» RECORDS SHOWN
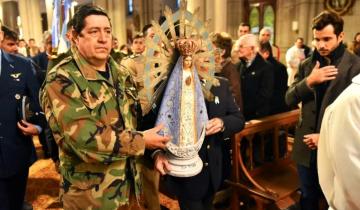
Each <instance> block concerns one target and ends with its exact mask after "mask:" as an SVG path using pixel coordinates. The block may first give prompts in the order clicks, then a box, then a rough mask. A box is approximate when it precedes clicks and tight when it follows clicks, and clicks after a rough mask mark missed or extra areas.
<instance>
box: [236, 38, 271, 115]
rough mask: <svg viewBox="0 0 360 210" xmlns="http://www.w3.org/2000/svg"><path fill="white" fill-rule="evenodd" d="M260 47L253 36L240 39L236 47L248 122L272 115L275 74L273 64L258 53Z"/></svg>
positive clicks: (241, 82)
mask: <svg viewBox="0 0 360 210" xmlns="http://www.w3.org/2000/svg"><path fill="white" fill-rule="evenodd" d="M258 46H259V44H258V40H257V38H256V36H255V35H253V34H246V35H244V36H242V37H240V39H239V40H238V41H236V43H235V46H234V50H235V51H236V52H237V53H238V56H239V58H240V62H239V64H238V70H239V73H240V81H241V95H242V98H243V106H244V110H243V113H244V117H245V120H246V121H248V120H252V119H256V118H261V117H265V116H267V115H269V114H270V99H271V96H272V93H273V89H274V73H273V69H272V66H271V64H270V63H268V62H266V61H265V60H264V59H263V58H262V57H261V55H260V54H259V53H258Z"/></svg>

» THE PROBLEM
Pick out every line above that contains the word "clicks", and copy each one in full.

» YOUR SOLUTION
Each <instance> block concerns one target and ends with its exact mask after "mask:" as an SVG path using pixel coordinates. The block may first give prompts in the order clicks, then a box, then a rough mask. A box is approximate when it precedes clicks and tight when it follows clicks, and clicks after a rough mask mark missed or extra areas.
positive clicks: (241, 82)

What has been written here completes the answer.